#### Exercise directions:
What lines below mention the word "prompts"? Copy each one.
━━ Material for the task ━━
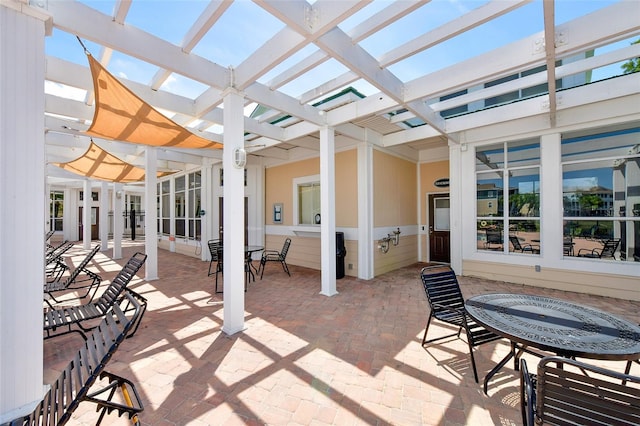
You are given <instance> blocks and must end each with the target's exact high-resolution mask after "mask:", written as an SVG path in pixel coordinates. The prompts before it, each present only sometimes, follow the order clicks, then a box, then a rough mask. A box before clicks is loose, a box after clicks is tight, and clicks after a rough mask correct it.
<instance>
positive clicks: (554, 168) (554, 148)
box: [540, 133, 564, 260]
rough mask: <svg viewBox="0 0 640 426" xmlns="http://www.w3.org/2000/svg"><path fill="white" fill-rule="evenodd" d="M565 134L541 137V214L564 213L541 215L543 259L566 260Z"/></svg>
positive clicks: (540, 194) (550, 135)
mask: <svg viewBox="0 0 640 426" xmlns="http://www.w3.org/2000/svg"><path fill="white" fill-rule="evenodd" d="M560 143H561V134H560V133H552V134H549V135H543V136H542V137H541V138H540V165H541V168H540V187H541V188H544V190H543V191H540V212H542V211H544V212H560V214H557V215H556V214H544V215H543V214H540V249H541V253H540V256H541V258H544V259H558V260H560V259H562V256H563V254H564V253H563V241H562V239H563V223H562V222H563V219H562V185H560V184H558V183H559V182H562V167H559V166H558V165H559V164H560V163H561V161H562V160H561V159H562V152H561V150H562V148H561V146H560Z"/></svg>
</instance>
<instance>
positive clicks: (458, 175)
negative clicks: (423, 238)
mask: <svg viewBox="0 0 640 426" xmlns="http://www.w3.org/2000/svg"><path fill="white" fill-rule="evenodd" d="M460 148H461V146H460V145H459V144H457V143H450V144H449V203H450V209H449V214H450V215H451V217H450V221H451V223H450V227H451V232H450V250H451V268H452V269H453V270H454V271H456V273H457V274H462V272H463V270H462V260H463V256H464V251H463V235H464V216H463V214H462V208H463V207H464V206H465V205H466V204H463V202H462V200H463V194H462V188H463V186H464V185H463V182H462V174H463V173H462V164H463V156H465V155H466V156H469V155H472V154H470V151H471V150H466V151H464V152H461V150H460ZM465 148H466V147H465ZM474 226H475V225H474ZM427 241H428V237H427ZM427 244H428V243H427Z"/></svg>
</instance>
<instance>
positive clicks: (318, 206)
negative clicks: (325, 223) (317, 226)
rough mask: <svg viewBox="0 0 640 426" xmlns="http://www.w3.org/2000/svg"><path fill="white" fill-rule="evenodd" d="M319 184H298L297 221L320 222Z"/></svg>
mask: <svg viewBox="0 0 640 426" xmlns="http://www.w3.org/2000/svg"><path fill="white" fill-rule="evenodd" d="M319 215H320V184H318V183H309V184H302V185H298V223H299V224H301V225H317V224H319V223H320V220H319V219H320V216H319Z"/></svg>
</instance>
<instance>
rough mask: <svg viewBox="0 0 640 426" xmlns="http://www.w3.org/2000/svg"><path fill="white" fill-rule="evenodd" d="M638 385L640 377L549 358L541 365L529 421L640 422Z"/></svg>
mask: <svg viewBox="0 0 640 426" xmlns="http://www.w3.org/2000/svg"><path fill="white" fill-rule="evenodd" d="M623 381H625V383H626V382H630V383H631V384H630V385H629V384H627V385H625V384H623ZM638 385H640V377H635V376H630V375H627V374H622V373H619V372H616V371H611V370H608V369H604V368H600V367H596V366H593V365H590V364H587V363H584V362H580V361H576V360H573V359H567V358H562V357H558V356H550V357H545V358H543V359H542V360H541V361H540V363H539V364H538V374H537V383H536V384H535V416H534V415H533V413H531V412H529V413H528V414H529V415H528V416H525V417H528V418H527V419H526V420H527V424H534V423H535V424H585V425H586V424H598V425H605V424H606V425H637V424H640V387H638ZM523 410H524V407H523ZM523 414H527V413H525V411H523ZM533 417H535V419H533Z"/></svg>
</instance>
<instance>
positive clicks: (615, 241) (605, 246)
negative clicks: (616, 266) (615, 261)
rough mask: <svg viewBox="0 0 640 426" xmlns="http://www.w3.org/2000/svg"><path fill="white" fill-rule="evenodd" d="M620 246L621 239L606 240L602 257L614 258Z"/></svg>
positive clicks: (609, 239)
mask: <svg viewBox="0 0 640 426" xmlns="http://www.w3.org/2000/svg"><path fill="white" fill-rule="evenodd" d="M619 244H620V238H612V239H609V240H606V241H605V242H604V245H603V246H602V250H601V251H600V257H614V255H615V253H616V250H617V249H618V245H619Z"/></svg>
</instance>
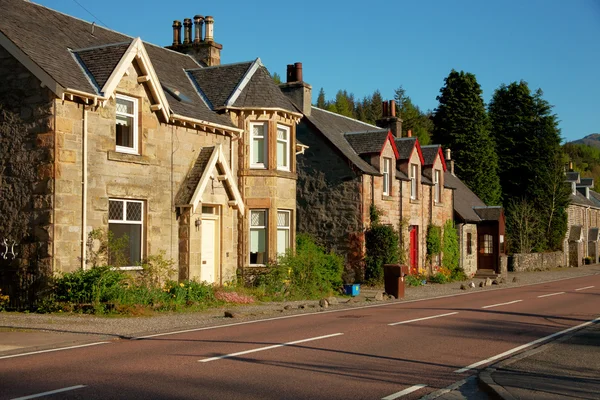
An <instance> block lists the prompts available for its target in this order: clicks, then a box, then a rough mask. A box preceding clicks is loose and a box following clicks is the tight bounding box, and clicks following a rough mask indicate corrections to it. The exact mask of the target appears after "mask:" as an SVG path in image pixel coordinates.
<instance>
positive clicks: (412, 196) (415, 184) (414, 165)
mask: <svg viewBox="0 0 600 400" xmlns="http://www.w3.org/2000/svg"><path fill="white" fill-rule="evenodd" d="M418 177H419V166H418V165H417V164H410V199H411V200H416V199H417V183H418V182H417V179H418Z"/></svg>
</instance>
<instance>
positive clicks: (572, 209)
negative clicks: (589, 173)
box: [564, 169, 600, 267]
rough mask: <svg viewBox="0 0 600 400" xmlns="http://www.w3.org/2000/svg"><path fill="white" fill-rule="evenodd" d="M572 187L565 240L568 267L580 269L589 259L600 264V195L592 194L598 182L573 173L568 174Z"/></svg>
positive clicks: (566, 173)
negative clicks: (579, 266)
mask: <svg viewBox="0 0 600 400" xmlns="http://www.w3.org/2000/svg"><path fill="white" fill-rule="evenodd" d="M565 178H566V182H567V184H569V185H570V186H571V196H570V204H569V208H568V212H567V214H568V228H567V235H566V237H565V244H564V249H565V265H568V266H571V267H579V266H581V265H582V263H583V262H584V259H585V258H586V257H589V259H590V262H592V263H597V262H599V261H600V259H599V257H600V254H599V247H598V245H599V241H600V238H599V232H600V193H597V192H595V191H593V190H592V188H593V187H594V180H593V179H592V178H582V177H581V176H580V174H579V172H574V171H573V170H572V169H571V170H570V171H569V172H567V173H566V176H565Z"/></svg>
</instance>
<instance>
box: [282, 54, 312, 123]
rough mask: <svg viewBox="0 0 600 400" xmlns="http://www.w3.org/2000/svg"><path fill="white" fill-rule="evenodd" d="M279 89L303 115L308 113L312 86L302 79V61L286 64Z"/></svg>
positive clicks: (306, 114)
mask: <svg viewBox="0 0 600 400" xmlns="http://www.w3.org/2000/svg"><path fill="white" fill-rule="evenodd" d="M279 89H281V91H282V92H283V94H284V95H286V96H287V97H288V98H289V99H290V100H291V101H292V102H293V103H294V104H295V105H296V107H298V108H299V109H300V111H301V112H302V113H303V114H304V115H310V109H311V107H312V105H311V102H312V86H310V85H309V84H307V83H305V82H304V81H303V76H302V63H299V62H297V63H294V64H288V65H287V71H286V82H285V83H282V84H280V85H279Z"/></svg>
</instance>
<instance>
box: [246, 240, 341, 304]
mask: <svg viewBox="0 0 600 400" xmlns="http://www.w3.org/2000/svg"><path fill="white" fill-rule="evenodd" d="M343 271H344V262H343V259H342V258H341V257H340V256H338V255H337V254H335V253H333V252H331V253H327V252H325V250H324V249H323V248H322V247H320V246H318V245H316V244H315V242H314V241H313V239H312V238H311V237H310V236H309V235H306V234H299V235H298V236H297V238H296V253H295V254H294V253H293V252H292V251H288V252H287V253H286V254H285V255H284V256H282V257H280V258H279V260H278V262H277V264H274V265H270V266H269V269H268V271H267V272H266V273H265V274H263V275H260V276H259V277H257V279H256V281H255V285H256V287H257V288H258V289H259V292H258V294H259V295H260V296H261V297H262V298H263V300H266V299H281V298H283V297H286V298H315V297H319V296H323V295H324V294H331V293H332V292H334V291H336V290H338V289H339V288H340V287H341V286H342V273H343Z"/></svg>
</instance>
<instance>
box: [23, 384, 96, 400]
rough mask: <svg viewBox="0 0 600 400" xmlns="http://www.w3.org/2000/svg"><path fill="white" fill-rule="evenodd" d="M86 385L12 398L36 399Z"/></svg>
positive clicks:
━━━
#### Answer section:
You are given <instance> blocks and must end each with the target's exact high-resolution mask after "mask:", written as an SVG path in pixel coordinates. The prompts before it, each present only sometimes, follow the order clicks, then a box, then a rough mask. A box before clicks is loose, a box after clicks is tight, and clicks after a rough mask correct it.
An <instance> block lists the prompts available for its target in this order: clicks, then a box, then a rough mask. A box preceding clicks is loose and a box following clicks is the tight bounding box, and clicks following a rough mask indicate corrections to it. The exact mask of the target appears after "mask:" as an SVG path in image pixel coordinates.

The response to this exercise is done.